EXCERPT PROVIDED →
=-=-=
As the talk of an imminent declaration of independence by Kosovo next Sunday or Monday intensifies, and as leaders in Serbia and Russia make statements rejecting it in advance, bloggers in the Balkans have been busy discussing the issue since December. Here are a few of their views.
Shannon, an American working for the UN in Pristina, on Feb. 10 described what is expected to happen next regarding Kosovo's independence:
It seems that the clock is ticking on Kosovo's independence. It is expected that Kosovo's parliament will sign a declaration of intent to declare independence on 17 February. The actual declaration is due to take place in early March. The timing of the decision is interesting as it looks to be set to take place right before the meeting of the EU and on Sunday which would give more than 100 countries a chance to recognize Kosovo's independence before the UN in NY woke up and Russia could call an emergency session of the Security Council to block the move. There are fears that jovial mobs of Albanians celebrating may attack fleeing, angry, and scared Serb communities who are expected to make a mass exodus from Kosovo following independence despite Kosovo PM's assurances and pretty speeches about how Kosovo Serbs should stay.
=-=-=
EXERCISES TO COMPLETE →
1. Answer these questions from the Kosovo excerpt:
(a) Since when have bloggers in the Balkans been discussing the issue?
(b) Who does Shannon work for, and in what city?
(c) On what date is Kosovo's parliament expected to sign a declaration of intent to declare independence?
2. Please give the entry lines from the line with "[segment] wooden tv stand" up to and including the line with "POLYGON ((125 204, 172" as a numbered list, leaving out any blank lines.
The Kosovo excerpt and the entries that follow it are unrelated.

MATERIAL →
=-=-=
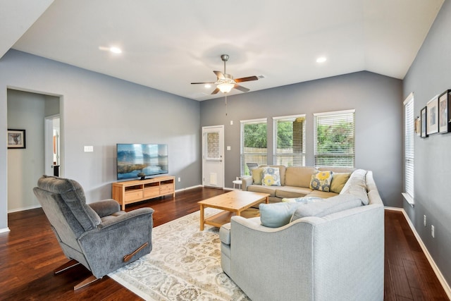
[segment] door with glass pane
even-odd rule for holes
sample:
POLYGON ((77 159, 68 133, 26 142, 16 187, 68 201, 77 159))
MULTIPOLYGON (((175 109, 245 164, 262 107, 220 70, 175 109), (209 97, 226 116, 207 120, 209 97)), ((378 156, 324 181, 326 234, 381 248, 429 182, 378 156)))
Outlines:
POLYGON ((224 125, 202 127, 202 184, 224 187, 224 125))

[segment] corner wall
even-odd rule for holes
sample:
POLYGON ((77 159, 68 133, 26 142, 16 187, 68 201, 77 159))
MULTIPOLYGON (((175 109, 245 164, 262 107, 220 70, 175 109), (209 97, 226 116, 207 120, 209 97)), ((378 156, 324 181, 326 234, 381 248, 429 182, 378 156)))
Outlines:
MULTIPOLYGON (((61 176, 80 183, 87 202, 111 197, 116 143, 167 143, 170 174, 181 178, 176 189, 201 184, 198 102, 10 50, 0 59, 5 135, 8 87, 62 95, 61 176), (94 152, 84 152, 85 145, 94 152)), ((8 227, 6 158, 6 140, 0 139, 0 231, 8 227)))
MULTIPOLYGON (((404 80, 404 96, 414 94, 415 116, 435 95, 451 89, 451 2, 445 1, 404 80)), ((404 203, 415 229, 451 283, 451 133, 415 136, 414 208, 404 203), (426 226, 423 216, 426 216, 426 226), (435 227, 435 238, 431 226, 435 227)))
POLYGON ((227 108, 223 98, 202 102, 201 126, 225 125, 225 147, 231 147, 225 151, 226 185, 232 187, 240 176, 240 121, 268 118, 271 163, 272 117, 306 114, 306 164, 313 166, 313 113, 355 109, 356 167, 373 171, 385 206, 401 207, 402 98, 401 80, 363 71, 239 94, 228 97, 227 108))

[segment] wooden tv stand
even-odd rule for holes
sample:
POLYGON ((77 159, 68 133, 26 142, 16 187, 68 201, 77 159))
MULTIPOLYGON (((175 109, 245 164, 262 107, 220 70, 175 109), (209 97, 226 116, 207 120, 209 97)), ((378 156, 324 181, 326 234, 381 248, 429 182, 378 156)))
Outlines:
POLYGON ((125 204, 172 194, 175 199, 175 177, 165 176, 145 180, 134 180, 113 183, 113 199, 125 204))

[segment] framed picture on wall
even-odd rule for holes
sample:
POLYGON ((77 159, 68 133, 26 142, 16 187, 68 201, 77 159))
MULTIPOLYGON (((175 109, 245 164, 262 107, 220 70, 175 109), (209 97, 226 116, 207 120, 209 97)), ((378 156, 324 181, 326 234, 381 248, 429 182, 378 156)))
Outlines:
POLYGON ((438 95, 434 96, 428 102, 426 134, 428 135, 438 133, 438 95))
POLYGON ((421 113, 420 113, 420 119, 421 119, 420 130, 421 133, 420 135, 420 137, 421 137, 421 138, 426 138, 426 137, 428 137, 428 134, 426 130, 427 118, 428 118, 428 107, 425 106, 424 108, 421 109, 421 113))
POLYGON ((8 129, 8 148, 25 148, 25 130, 8 129))
POLYGON ((438 133, 441 134, 450 131, 450 93, 451 90, 446 90, 438 97, 438 133))

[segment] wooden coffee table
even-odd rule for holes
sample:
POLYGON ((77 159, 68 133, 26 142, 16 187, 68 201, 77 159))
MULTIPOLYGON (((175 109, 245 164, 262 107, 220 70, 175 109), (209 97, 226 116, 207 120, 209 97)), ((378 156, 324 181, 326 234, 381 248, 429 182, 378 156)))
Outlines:
POLYGON ((205 224, 221 227, 224 223, 230 222, 233 216, 240 216, 244 210, 255 204, 263 202, 268 204, 269 195, 268 193, 233 190, 198 202, 200 205, 200 231, 204 230, 205 224), (206 207, 224 211, 205 219, 204 209, 206 207))

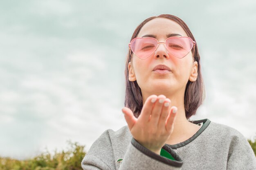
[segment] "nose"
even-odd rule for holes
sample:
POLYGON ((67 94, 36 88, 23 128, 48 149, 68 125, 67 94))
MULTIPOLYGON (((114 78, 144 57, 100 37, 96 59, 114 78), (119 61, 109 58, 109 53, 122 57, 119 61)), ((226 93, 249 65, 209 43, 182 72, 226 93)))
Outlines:
POLYGON ((165 47, 164 42, 158 42, 158 47, 157 47, 155 51, 154 58, 156 59, 162 56, 166 59, 168 59, 170 58, 169 56, 169 51, 168 51, 168 50, 165 47))

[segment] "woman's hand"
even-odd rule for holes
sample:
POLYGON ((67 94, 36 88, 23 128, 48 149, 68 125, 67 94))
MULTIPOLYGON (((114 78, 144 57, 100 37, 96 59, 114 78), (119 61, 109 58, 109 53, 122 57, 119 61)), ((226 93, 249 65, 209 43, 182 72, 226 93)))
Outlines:
POLYGON ((122 111, 133 138, 151 151, 160 154, 162 147, 173 130, 177 108, 170 108, 171 100, 163 95, 149 96, 137 119, 128 107, 122 111), (165 106, 165 103, 169 103, 165 106))

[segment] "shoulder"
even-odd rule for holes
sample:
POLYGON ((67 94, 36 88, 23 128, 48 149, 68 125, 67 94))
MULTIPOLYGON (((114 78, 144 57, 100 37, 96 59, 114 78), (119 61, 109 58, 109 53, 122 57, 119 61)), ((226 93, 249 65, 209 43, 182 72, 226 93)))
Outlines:
POLYGON ((112 150, 113 145, 118 145, 120 141, 122 141, 123 145, 126 141, 128 145, 132 137, 127 125, 124 126, 116 131, 108 129, 102 133, 92 143, 87 154, 100 152, 105 150, 103 149, 103 148, 108 148, 108 150, 112 150))
POLYGON ((211 121, 208 128, 206 130, 208 132, 207 135, 209 135, 209 138, 214 138, 216 142, 221 142, 231 147, 235 145, 240 145, 245 147, 249 146, 245 136, 234 128, 211 121))
POLYGON ((234 128, 226 125, 211 121, 209 125, 209 130, 218 135, 227 136, 237 136, 245 138, 243 135, 234 128))

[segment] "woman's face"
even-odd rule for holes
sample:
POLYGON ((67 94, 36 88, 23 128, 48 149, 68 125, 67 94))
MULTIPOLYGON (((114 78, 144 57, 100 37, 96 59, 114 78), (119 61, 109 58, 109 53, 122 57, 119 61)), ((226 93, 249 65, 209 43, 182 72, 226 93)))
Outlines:
MULTIPOLYGON (((166 18, 157 18, 147 22, 137 37, 150 34, 155 36, 159 42, 164 42, 167 38, 166 35, 170 34, 188 36, 176 22, 166 18)), ((185 57, 179 58, 168 51, 164 43, 159 43, 156 51, 145 59, 141 60, 133 54, 128 66, 129 80, 137 81, 143 96, 145 93, 158 95, 178 92, 184 94, 189 80, 194 81, 197 76, 198 65, 193 60, 193 48, 185 57), (171 72, 164 74, 153 72, 155 67, 159 64, 169 67, 171 72)))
=-=-=
ANSWERS PER TASK →
1.
(a) Since December.
(b) The UN, in Pristina.
(c) 17 February.

2.
1. [segment] wooden tv stand
2. even-odd rule for holes
3. sample:
4. POLYGON ((77 159, 68 133, 26 142, 16 187, 68 201, 77 159))
5. MULTIPOLYGON (((175 109, 245 164, 262 107, 220 70, 175 109), (209 97, 226 116, 207 120, 209 97)), ((378 156, 324 181, 326 234, 381 248, 429 182, 378 156)))
6. Outlines:
7. POLYGON ((125 204, 172 194, 175 199, 175 177, 165 176, 145 180, 134 180, 113 183, 113 199, 125 204))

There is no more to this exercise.